▶ **DATA SUPPLIED**
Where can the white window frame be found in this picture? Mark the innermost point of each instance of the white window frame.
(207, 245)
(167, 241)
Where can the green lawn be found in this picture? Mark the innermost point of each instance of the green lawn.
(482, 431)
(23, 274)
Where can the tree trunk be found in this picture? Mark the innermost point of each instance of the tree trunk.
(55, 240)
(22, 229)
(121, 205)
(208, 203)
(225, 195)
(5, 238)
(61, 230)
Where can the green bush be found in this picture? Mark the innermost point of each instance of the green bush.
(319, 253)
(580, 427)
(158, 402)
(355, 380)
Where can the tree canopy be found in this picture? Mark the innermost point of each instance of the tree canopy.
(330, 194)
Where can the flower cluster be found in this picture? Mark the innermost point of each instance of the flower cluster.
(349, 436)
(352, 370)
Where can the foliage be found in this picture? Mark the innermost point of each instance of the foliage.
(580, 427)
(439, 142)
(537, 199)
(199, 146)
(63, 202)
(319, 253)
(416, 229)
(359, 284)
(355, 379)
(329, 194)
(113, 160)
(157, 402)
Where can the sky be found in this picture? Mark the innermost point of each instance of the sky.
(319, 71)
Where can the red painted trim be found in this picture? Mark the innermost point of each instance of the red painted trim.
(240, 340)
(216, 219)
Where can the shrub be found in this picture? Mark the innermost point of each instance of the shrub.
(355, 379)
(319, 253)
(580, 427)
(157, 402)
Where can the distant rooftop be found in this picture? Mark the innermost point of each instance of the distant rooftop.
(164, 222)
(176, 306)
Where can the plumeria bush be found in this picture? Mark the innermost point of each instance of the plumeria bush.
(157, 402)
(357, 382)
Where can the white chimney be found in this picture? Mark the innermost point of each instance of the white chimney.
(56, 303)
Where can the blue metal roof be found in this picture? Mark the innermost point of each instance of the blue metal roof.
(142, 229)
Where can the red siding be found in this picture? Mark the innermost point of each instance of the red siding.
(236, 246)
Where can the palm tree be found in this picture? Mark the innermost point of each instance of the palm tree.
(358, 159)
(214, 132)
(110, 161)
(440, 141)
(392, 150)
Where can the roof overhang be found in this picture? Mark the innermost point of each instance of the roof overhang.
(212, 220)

▶ **WRITTEN INSTRUCTION**
Give the complete listing a second time, exactly as it reads.

▶ **SOLUTION FOR THIS TASK**
Where can the white window frame be found in this picture? Mark the innermost point of each instance of the white window frame.
(207, 245)
(167, 241)
Where can the green lawn be found in this picture? Mark the innermost point of each instance of the green lawn.
(482, 431)
(23, 274)
Where can the tree trunk be found in this picture? Mark the innermost point of each instance of the tree trunk.
(55, 240)
(22, 229)
(121, 205)
(208, 203)
(225, 195)
(5, 238)
(61, 230)
Where can the green bush be found in this picture? Mark the innermost point of each instance of the green bush.
(319, 253)
(580, 427)
(158, 402)
(355, 380)
Where can the tree canopy be found in this picture? Mark the innermost point of each instance of the tree canopy.
(330, 194)
Where can the flower cluster be found in this picture? Mark the innermost point of each instance of the flower cluster.
(349, 436)
(352, 370)
Where can the foliage be found in this picture? Mark the innermost point of each instance of the foliage.
(580, 427)
(439, 142)
(537, 199)
(199, 146)
(63, 202)
(319, 253)
(416, 229)
(359, 284)
(355, 379)
(329, 194)
(113, 160)
(157, 402)
Where can the sky be found in this picture? Mark the innermost point of each instance of the sky.
(319, 71)
Where can the red painted trim be found in this picture? Mark the innermost point of each instance of the red painted trim.
(240, 340)
(216, 219)
Where can the shrub be found in this picture? Mark the innermost point of each instance of the shrub.
(355, 379)
(319, 253)
(580, 427)
(157, 402)
Where can the distant rooftop be found in this picture? Mark the innermost point of each instance of the distant rooftop.
(164, 222)
(176, 306)
Where can the plumeria bush be found in this picture? Mark the innermost point of each instance of the plumeria bush.
(157, 402)
(357, 382)
Where can the white chimney be found in this picture? Mark the innermost point of each instance of the white chimney.
(56, 303)
Where can the blue metal roof be found in this picture? Mark the innermost point of each instance of the blue metal roof.
(142, 229)
Where can the red siding be found in this picture? Mark the innermost point of each instance of the red siding.
(236, 246)
Where can the palm tree be found in this picture? Mark the innermost point of each instance of the palm tree.
(358, 159)
(214, 132)
(110, 161)
(440, 141)
(392, 150)
Where can the roof overhang be found in this picture? Mark the innermost point of each instance of the roof overhang.
(212, 220)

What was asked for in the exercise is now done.